-- Written exercise --
Reproduce, without any change, the part that opens with the line containing "# point at: white lower" and closes with the last of the lines below, including both of those lines and nothing else.

• • • • •

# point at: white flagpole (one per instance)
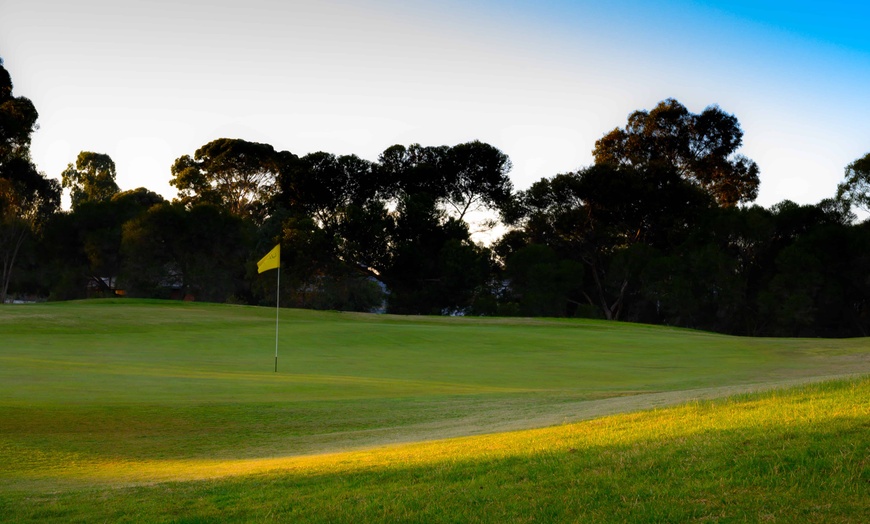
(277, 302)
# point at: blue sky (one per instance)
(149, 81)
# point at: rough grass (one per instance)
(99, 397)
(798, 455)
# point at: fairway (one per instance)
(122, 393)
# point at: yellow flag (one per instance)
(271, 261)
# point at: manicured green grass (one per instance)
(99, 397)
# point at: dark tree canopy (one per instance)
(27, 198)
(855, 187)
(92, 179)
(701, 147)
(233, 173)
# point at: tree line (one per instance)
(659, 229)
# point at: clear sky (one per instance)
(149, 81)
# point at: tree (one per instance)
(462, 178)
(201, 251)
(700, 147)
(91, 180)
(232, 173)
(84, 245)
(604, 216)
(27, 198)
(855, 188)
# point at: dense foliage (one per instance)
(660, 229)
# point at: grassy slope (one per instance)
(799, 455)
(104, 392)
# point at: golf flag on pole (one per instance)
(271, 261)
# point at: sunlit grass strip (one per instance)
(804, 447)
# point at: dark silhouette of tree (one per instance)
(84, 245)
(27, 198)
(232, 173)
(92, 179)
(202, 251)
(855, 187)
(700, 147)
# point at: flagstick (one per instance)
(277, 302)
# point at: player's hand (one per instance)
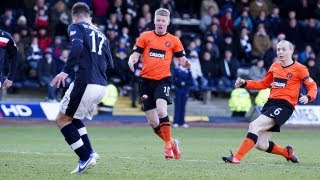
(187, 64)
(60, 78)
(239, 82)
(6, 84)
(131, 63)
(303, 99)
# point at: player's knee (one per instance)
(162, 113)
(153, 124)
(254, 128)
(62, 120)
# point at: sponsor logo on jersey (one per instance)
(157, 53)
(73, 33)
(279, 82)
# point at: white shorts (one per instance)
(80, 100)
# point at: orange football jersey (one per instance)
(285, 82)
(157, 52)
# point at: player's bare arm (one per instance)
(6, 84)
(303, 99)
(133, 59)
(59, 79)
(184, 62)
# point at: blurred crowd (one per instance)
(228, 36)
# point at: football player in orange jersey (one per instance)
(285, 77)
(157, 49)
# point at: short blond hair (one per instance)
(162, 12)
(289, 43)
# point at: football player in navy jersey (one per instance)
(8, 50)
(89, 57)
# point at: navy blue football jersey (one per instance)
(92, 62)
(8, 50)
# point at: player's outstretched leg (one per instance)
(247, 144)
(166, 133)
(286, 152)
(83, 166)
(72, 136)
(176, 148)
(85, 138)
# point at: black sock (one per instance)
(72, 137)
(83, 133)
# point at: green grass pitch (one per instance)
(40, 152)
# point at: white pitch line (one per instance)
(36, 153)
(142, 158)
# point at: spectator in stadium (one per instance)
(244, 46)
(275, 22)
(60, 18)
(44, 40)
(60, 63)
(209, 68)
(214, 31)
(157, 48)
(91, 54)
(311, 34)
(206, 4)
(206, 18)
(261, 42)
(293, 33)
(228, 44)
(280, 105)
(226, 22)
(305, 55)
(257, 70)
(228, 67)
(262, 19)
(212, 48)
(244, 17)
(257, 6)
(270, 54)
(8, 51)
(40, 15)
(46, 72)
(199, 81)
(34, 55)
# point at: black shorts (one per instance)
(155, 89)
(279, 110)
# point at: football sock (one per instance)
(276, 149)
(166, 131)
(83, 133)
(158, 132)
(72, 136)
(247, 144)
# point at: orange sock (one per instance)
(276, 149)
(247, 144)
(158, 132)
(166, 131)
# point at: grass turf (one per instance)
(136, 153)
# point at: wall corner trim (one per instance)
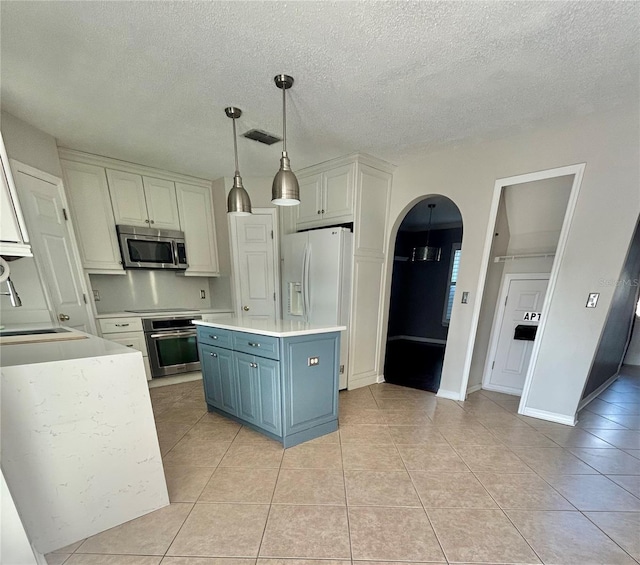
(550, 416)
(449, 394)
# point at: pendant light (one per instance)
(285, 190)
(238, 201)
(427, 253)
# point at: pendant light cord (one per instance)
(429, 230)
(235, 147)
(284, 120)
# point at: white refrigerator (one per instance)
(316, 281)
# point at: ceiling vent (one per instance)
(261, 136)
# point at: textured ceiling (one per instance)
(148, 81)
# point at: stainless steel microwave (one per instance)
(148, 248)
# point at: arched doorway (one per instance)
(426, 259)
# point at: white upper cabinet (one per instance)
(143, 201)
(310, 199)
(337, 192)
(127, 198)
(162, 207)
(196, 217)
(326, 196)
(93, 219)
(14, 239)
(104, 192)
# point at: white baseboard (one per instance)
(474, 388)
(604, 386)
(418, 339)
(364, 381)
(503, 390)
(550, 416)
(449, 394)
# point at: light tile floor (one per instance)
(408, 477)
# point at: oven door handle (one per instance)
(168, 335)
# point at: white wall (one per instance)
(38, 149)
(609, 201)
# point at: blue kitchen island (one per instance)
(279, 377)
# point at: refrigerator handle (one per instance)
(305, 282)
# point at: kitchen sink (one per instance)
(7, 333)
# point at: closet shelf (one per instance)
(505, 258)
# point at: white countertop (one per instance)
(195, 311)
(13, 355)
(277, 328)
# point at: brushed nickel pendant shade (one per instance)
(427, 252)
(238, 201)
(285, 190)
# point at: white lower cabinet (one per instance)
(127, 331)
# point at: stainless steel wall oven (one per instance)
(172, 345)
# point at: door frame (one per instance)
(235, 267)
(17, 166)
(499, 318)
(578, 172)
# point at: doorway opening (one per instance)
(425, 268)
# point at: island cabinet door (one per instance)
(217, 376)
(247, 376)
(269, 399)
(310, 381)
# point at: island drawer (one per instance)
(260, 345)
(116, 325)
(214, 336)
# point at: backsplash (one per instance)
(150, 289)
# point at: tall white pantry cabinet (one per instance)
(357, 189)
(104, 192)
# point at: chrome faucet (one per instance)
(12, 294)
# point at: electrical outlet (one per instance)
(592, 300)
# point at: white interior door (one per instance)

• • • • •

-- Result for this exercise --
# point at: white lower cabinet (one per instance)
(127, 331)
# point at: stainless steel wall oven (one per instance)
(172, 345)
# point at: door frame (one per instance)
(235, 267)
(17, 166)
(499, 318)
(578, 172)
# point at: doorway opening (one per instance)
(425, 268)
# point at: island cabinet door (one per instance)
(217, 376)
(247, 376)
(269, 399)
(310, 381)
# point at: island drawer (one per instance)
(260, 345)
(116, 325)
(214, 336)
# point at: backsplash (one per instance)
(150, 289)
# point at: tall white pantry cabinet (one per instance)
(357, 189)
(104, 192)
# point at: chrome faucet (one per instance)
(12, 294)
# point at: electrical outlet (one per instance)
(592, 300)
# point at: white interior door (one per instance)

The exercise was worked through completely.